*** Provided entries Section Begins ***

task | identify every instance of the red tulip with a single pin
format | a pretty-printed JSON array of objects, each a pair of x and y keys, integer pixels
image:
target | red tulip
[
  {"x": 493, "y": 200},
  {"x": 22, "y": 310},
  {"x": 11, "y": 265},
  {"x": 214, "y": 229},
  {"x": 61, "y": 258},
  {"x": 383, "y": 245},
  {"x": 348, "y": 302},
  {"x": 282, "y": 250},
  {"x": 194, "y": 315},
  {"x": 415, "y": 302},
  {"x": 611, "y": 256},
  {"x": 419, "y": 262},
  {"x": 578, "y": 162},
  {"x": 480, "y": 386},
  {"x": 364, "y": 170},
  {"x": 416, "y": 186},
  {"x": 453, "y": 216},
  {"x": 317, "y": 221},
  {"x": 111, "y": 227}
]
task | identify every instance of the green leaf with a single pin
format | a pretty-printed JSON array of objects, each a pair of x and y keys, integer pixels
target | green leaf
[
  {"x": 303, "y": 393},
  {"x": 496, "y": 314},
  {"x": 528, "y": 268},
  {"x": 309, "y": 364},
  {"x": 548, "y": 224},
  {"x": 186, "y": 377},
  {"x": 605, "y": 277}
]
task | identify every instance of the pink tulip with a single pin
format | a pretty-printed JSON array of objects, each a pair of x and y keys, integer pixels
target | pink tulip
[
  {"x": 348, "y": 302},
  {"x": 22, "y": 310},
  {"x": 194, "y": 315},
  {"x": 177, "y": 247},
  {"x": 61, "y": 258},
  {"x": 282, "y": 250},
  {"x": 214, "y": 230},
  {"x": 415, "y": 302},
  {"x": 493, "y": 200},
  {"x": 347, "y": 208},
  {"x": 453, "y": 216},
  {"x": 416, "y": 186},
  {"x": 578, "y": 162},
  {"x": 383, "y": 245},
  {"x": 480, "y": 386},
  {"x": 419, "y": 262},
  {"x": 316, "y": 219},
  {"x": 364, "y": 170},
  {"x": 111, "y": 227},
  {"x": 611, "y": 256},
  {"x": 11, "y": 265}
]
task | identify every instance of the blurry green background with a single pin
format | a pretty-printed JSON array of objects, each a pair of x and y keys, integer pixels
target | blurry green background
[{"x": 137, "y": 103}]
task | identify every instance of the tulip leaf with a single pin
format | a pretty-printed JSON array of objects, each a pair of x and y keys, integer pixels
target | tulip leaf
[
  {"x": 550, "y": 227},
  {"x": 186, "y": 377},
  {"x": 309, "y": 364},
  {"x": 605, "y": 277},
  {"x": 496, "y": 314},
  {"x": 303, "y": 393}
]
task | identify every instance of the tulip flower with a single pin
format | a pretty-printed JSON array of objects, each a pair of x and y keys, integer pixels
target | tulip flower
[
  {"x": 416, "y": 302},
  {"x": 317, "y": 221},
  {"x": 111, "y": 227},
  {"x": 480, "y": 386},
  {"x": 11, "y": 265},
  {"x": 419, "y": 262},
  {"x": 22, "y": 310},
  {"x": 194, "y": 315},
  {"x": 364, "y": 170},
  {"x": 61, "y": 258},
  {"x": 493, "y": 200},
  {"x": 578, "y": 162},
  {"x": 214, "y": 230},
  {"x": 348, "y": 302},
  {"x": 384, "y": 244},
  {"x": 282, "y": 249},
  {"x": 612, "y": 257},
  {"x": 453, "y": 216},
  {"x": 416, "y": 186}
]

*** Provided entries Section Ends ***

## Problem description
Each entry needs to be copied out exactly.

## Answer
task | identify every instance of the red tulip with a single pin
format | a pretty-printed JSON array of objects, each a pair of x and y keys, integer pixels
image:
target | red tulip
[
  {"x": 493, "y": 200},
  {"x": 22, "y": 310},
  {"x": 11, "y": 265},
  {"x": 214, "y": 229},
  {"x": 61, "y": 258},
  {"x": 383, "y": 245},
  {"x": 348, "y": 302},
  {"x": 282, "y": 250},
  {"x": 194, "y": 315},
  {"x": 415, "y": 302},
  {"x": 611, "y": 256},
  {"x": 419, "y": 262},
  {"x": 578, "y": 162},
  {"x": 480, "y": 386},
  {"x": 364, "y": 170},
  {"x": 416, "y": 186},
  {"x": 453, "y": 216},
  {"x": 317, "y": 221},
  {"x": 111, "y": 227}
]
task | identify every instance of the green leaf with a single pin
format | a pretty-printed JSON array of objects, each a pair of x and y keys, integer pixels
target | green leaf
[
  {"x": 303, "y": 393},
  {"x": 496, "y": 314},
  {"x": 528, "y": 268},
  {"x": 309, "y": 364},
  {"x": 548, "y": 224},
  {"x": 186, "y": 377},
  {"x": 605, "y": 277}
]
task | identify every instance of the pink tulip with a single pin
format | a pretty-printed JSON array of objects, each a pair of x and y keys, integer pixels
target | pink tulip
[
  {"x": 348, "y": 302},
  {"x": 22, "y": 310},
  {"x": 194, "y": 315},
  {"x": 177, "y": 247},
  {"x": 61, "y": 258},
  {"x": 282, "y": 250},
  {"x": 214, "y": 230},
  {"x": 415, "y": 302},
  {"x": 493, "y": 200},
  {"x": 347, "y": 208},
  {"x": 453, "y": 216},
  {"x": 416, "y": 186},
  {"x": 578, "y": 162},
  {"x": 383, "y": 245},
  {"x": 480, "y": 386},
  {"x": 419, "y": 262},
  {"x": 316, "y": 219},
  {"x": 364, "y": 170},
  {"x": 111, "y": 227},
  {"x": 611, "y": 256},
  {"x": 11, "y": 265}
]
task | identify every instance of the blurry green background with a single pin
format | a pretty-printed JSON array of objects, each a pair of x and y keys, integer pixels
target | blurry green background
[{"x": 137, "y": 103}]
task | identify every instance of the tulip leaf with a single pin
format | a pretty-printed JSON array of objects, each a pair of x and y keys, integer pixels
target | tulip leaf
[
  {"x": 550, "y": 227},
  {"x": 186, "y": 377},
  {"x": 309, "y": 364},
  {"x": 605, "y": 277},
  {"x": 496, "y": 314},
  {"x": 303, "y": 393}
]
task | identify every instance of the tulip flower with a single pin
format | a pretty-printed JSON array of objects, each a pair of x and y keys, integer pixels
target | tulip flower
[
  {"x": 416, "y": 302},
  {"x": 317, "y": 221},
  {"x": 111, "y": 227},
  {"x": 480, "y": 386},
  {"x": 11, "y": 265},
  {"x": 419, "y": 262},
  {"x": 22, "y": 310},
  {"x": 194, "y": 315},
  {"x": 364, "y": 170},
  {"x": 61, "y": 258},
  {"x": 493, "y": 200},
  {"x": 578, "y": 162},
  {"x": 214, "y": 230},
  {"x": 348, "y": 302},
  {"x": 384, "y": 244},
  {"x": 282, "y": 249},
  {"x": 612, "y": 257},
  {"x": 453, "y": 216},
  {"x": 416, "y": 186}
]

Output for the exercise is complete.